<<<<

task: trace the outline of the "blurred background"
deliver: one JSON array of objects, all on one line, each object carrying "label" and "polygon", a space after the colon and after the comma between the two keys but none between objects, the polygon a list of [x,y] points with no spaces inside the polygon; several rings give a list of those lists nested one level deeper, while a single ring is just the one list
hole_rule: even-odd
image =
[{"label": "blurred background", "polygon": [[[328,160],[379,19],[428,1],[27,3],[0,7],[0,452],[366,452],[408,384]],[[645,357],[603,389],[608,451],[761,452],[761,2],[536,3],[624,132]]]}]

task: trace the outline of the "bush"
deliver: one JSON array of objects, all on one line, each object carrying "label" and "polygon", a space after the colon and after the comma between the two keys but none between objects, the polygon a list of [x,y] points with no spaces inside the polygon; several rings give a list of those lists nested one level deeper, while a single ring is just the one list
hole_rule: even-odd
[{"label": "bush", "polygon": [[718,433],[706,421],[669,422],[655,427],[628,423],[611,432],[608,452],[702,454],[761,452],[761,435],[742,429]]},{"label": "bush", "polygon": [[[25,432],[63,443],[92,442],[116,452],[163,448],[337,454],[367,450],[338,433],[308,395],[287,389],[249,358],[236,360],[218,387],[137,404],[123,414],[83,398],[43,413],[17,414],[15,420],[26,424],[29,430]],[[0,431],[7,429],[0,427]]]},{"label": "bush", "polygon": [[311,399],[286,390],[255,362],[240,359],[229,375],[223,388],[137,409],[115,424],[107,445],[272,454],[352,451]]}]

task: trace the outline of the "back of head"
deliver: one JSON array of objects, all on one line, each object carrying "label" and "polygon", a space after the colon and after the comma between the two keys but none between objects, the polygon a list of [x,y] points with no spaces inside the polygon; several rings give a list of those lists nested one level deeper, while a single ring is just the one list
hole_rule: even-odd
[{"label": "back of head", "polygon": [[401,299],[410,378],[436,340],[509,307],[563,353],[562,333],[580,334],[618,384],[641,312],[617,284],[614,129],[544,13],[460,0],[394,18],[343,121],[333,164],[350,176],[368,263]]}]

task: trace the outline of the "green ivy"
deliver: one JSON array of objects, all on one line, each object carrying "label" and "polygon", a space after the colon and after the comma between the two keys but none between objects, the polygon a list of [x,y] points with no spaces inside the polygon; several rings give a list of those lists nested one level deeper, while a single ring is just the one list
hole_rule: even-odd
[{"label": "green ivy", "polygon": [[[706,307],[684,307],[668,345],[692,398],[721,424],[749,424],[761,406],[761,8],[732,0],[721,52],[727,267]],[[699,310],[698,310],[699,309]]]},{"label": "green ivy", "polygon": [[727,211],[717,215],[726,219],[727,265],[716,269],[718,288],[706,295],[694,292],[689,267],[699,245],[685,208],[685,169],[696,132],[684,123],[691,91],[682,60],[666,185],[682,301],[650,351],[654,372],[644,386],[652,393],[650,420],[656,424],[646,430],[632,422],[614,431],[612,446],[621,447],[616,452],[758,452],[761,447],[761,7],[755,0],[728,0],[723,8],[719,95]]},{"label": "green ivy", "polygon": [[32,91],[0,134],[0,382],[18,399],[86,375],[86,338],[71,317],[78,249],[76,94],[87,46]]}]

>>>>

* _The problem_
From the records above, copy every line that includes the word "task".

* _Response area_
task: trace the outline of the "blurred background"
task: trace the outline of the "bush"
task: trace the outline of the "back of head"
task: trace the outline of the "green ivy"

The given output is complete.